--- begin ---
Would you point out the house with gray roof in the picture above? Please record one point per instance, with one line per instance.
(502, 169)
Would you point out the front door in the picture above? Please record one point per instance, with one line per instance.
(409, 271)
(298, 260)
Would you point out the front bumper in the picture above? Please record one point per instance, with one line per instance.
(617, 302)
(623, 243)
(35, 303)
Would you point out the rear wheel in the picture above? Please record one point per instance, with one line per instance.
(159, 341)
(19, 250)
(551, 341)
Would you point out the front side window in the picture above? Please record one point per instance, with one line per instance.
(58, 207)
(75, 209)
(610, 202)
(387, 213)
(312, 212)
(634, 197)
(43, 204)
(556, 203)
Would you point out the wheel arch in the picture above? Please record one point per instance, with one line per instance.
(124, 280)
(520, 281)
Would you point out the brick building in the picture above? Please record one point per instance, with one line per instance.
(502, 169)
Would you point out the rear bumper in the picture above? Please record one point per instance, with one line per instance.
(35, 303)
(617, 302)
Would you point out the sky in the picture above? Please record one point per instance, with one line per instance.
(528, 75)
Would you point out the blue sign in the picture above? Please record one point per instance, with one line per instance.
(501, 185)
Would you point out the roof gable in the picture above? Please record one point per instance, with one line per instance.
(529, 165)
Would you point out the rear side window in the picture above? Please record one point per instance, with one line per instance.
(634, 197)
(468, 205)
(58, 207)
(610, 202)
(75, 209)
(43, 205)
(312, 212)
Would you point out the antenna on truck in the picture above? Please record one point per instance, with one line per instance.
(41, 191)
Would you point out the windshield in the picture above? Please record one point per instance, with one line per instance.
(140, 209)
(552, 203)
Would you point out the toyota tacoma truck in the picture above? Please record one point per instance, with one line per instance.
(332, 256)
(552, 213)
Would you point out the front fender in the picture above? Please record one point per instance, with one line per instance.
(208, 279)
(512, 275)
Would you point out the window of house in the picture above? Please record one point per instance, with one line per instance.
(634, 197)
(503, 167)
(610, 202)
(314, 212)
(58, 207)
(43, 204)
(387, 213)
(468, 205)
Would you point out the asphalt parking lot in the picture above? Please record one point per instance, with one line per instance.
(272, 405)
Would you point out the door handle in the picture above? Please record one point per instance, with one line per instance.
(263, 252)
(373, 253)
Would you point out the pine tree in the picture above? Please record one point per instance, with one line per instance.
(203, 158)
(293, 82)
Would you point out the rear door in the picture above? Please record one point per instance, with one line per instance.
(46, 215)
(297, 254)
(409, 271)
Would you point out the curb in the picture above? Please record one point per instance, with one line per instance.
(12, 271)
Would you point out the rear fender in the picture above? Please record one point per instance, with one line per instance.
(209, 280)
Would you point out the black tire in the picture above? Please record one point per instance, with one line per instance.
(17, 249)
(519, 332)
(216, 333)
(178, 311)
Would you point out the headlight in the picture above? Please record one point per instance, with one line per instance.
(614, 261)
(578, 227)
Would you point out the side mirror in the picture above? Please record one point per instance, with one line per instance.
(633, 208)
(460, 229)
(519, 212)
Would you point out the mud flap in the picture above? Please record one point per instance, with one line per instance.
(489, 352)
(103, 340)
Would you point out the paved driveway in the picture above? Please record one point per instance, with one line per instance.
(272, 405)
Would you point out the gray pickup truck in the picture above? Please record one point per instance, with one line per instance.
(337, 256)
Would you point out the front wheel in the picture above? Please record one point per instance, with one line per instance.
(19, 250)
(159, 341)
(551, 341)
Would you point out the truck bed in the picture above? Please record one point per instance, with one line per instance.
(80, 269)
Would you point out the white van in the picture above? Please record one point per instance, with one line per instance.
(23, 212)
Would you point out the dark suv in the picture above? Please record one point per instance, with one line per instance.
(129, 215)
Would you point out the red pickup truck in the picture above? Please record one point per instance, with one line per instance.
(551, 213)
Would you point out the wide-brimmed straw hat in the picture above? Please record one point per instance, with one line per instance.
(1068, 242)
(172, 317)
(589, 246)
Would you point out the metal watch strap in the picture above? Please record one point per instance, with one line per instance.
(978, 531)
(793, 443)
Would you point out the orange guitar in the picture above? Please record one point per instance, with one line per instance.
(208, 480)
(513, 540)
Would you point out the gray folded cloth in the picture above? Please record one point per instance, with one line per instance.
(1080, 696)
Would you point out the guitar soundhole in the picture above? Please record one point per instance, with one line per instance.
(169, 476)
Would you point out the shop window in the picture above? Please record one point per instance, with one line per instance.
--- end ---
▶ Request
Copy out all of the records above word for word, keeping each line as it appears.

▶ Written reply
Would you point out the house with gray roof in the picture above? Please record one point per instance, with one line per instance.
(502, 169)
Would you point out the front door in the picture above? Please record one point per instance, with one line per instance.
(409, 271)
(298, 260)
Would you point out the front bumper in the picture above? Please record one point per instance, with one line per instance.
(617, 302)
(623, 243)
(35, 303)
Would you point out the rear wheel in the picture above? Please record one point per instance, with one line per instance.
(159, 341)
(19, 250)
(551, 341)
Would you point out the front side window in the picture above? Please record one point per instance, with one line per instance.
(58, 207)
(75, 209)
(610, 202)
(387, 213)
(312, 212)
(634, 197)
(43, 204)
(556, 203)
Would you point out the wheel arch in the picture above? Please record one point per instance, with one line per instance.
(124, 280)
(520, 281)
Would you point out the brick building in the picture above? Please record one point per instance, with one line per instance.
(502, 169)
Would you point out the rear bumper in the picture above? Please record one point per instance, with one line per instance.
(35, 303)
(617, 302)
Would you point out the sky in the picture above? Please record one point per instance, with one line per instance.
(528, 75)
Would you point out the blue sign in the picture above? Please record one point per instance, with one line per instance.
(501, 185)
Would you point out the roof gable in the picture above? Please record one point per instance, with one line per instance.
(529, 165)
Would you point out the rear side window in the picture above? Please record one point per instance, with one line per instance.
(634, 197)
(468, 205)
(58, 207)
(610, 202)
(75, 209)
(43, 205)
(312, 212)
Would you point out the antenna on truck in the picture above? Please record one point per instance, with one line per instance.
(41, 191)
Would you point out the windshield in the picture above? Please record one point per instance, with one line per instance.
(140, 209)
(552, 203)
Would you point out the toyota tacoma truck in the picture above? Please record one point per instance, with one line per instance.
(332, 256)
(552, 213)
Would you point out the front fender in the picture above? Please record one point per instance, with one line per instance.
(208, 279)
(512, 275)
Would you point out the window of house in the picture above? Please record one point per instance, with one line per instance.
(634, 197)
(503, 167)
(610, 202)
(314, 212)
(58, 207)
(43, 204)
(387, 213)
(468, 205)
Would you point out the asphalt parking lot in the picture above? Please record one point per instance, with one line per instance.
(272, 405)
Would you point out the door handle in the picture above? Please record one point per instance, with one line per instance.
(263, 252)
(373, 253)
Would you point out the pine tree in the picture above? Please record one point per instance, with one line per instance.
(203, 158)
(293, 82)
Would you point out the rear door in the picture above? Please record one point per instance, with one line per instance.
(46, 215)
(297, 254)
(409, 271)
Would you point out the curb in the picture above? Please record one point per instance, with one line per instance.
(12, 271)
Would you point out the rear fender in the picture above? Please record one point per instance, with one line per instance.
(209, 280)
Would you point out the black tire in the picture above? Please record one point per instance, with one line per instance.
(17, 249)
(519, 332)
(216, 333)
(178, 311)
Would you point out the headlight in the picture above? Please record one point per instance, with one line per instance.
(614, 261)
(578, 227)
Would you point out the side mirror in the picture above? Please record one point per instance, with one line per instance.
(633, 208)
(460, 229)
(519, 212)
Would you point out the mud flap in the picture above? Please record one point per instance, with one line per instance.
(489, 352)
(103, 340)
Would you point out the paved driveway in the picture above? Please record one point per instance, with one line per instance.
(272, 405)
Would you point out the gray pickup truck in the picture above? Please record one point per instance, with one line per instance.
(337, 256)
Would you point out the front wheel in the picture above? Please record one point per instance, with one line per instance.
(19, 250)
(159, 341)
(551, 341)
Would you point out the truck bed in the picture above? Please record one point per instance, with one line per instance.
(80, 269)
Would you point out the white van in the picture above? Please record one point per instance, with one line per instance.
(23, 212)
Would you point out the dark suv in the picture above? Please record one point per instance, with one line per instance.
(129, 215)
Would you point out the red pickup truck in the picture above? Please record one point per instance, with one line per instance.
(551, 213)
Would you point out the wide-brimmed straw hat in the picture above? Please record one point per instance, with one line per instance.
(1068, 242)
(172, 317)
(589, 246)
Would you point out the metal watch strap in the picture above? Please record one point per instance, with one line per instance.
(978, 531)
(793, 443)
Would you point out the orange guitar in the picture above? Please record one point per instance, with one line per instance.
(208, 480)
(513, 540)
Would you point out the gray folded cloth in the picture above? Please record one point per instance, with one line per instance.
(1080, 696)
Would you point out the guitar soundhole in the picture above? Please record one point per instance, with one line per instance.
(169, 476)
Would you point out the shop window in the picture above? Please record one point per instance, with one line per instance.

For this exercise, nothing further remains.